**** Selected excerpt ****
ComFace: Facial Representation Learning with Synthetic Data for Comparing Faces
Yusuke Akamatsu, Terumi Umematsu, Hitoshi Imaoka, Shizuko Gomi, Hideo Tsurushima
TL;DR
ComFace tackles the challenge of capturing intra-personal facial changes by learning two complementary representations—inter-personal differences and intra-personal changes—from synthetic face images. It combines a contrastive inter-personal objective with a distance-based intra-personal objective, augmented by curriculum learning, and transfers the learned representations to three downstream two-image change tasks: facial expression change, weight change, and age change. Across extensive experiments, ComFace trained purely on synthetic data achieves transfer performance comparable to or better than methods trained on real images, showing strong generalization to new patients and conditions and outperforming patient-specific baselines in some weight-change settings. This work demonstrates the viability and practical impact of synthetic-data FRL for modeling subtle temporal facial changes in medical and emotion-recognition contexts.
**** Supplied data ****
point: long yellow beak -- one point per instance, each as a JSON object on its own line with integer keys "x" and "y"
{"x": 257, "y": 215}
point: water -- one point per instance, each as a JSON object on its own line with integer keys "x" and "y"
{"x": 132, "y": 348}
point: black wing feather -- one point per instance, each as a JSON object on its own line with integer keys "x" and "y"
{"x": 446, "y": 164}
****
- [Task statement]: Write the next part of the ComFace summary, beginning right after its final sentence. The rows are not needed here.

- [Answer space]:
Abstract
Daily monitoring of intra-personal facial changes associated with health and emotional conditions has great potential to be useful for medical, healthcare, and emotion recognition fields. However, the approach for capturing intra-personal facial changes is relatively unexplored due to the difficulty of collecting temporally changing face images. In this paper, we propose a facial representation learning method using synthetic images for comparing faces, called ComFace, which is designed to capture intra-personal facial changes. For effective representation learning, ComFace aims to acquire two feature representations, i.e., inter-personal facial differences and intra-personal facial changes. The key point of our method is the use of synthetic face images to overcome the limitations of collecting real intra-personal face images. Facial representations learned by ComFace are transferred to three extensive downstream tasks for comparing faces: estimating facial expression changes, weight changes, and age changes from two face images of the same individual. Our ComFace, trained using only synthetic data, achieves comparable to or better transfer performance than general pre-training and state-of-the-art representation learning methods trained using real images.